------ Input records
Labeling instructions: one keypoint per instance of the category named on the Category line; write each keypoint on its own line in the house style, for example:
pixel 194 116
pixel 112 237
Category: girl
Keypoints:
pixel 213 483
------------
(Task goal) Exactly as they stand, restate all the lines of the listing.

(Task result)
Labeling instructions: one keypoint per instance of the category named on the Category line; write each keypoint on its own line in the house style, for example:
pixel 194 116
pixel 112 237
Category: girl
Keypoints:
pixel 213 483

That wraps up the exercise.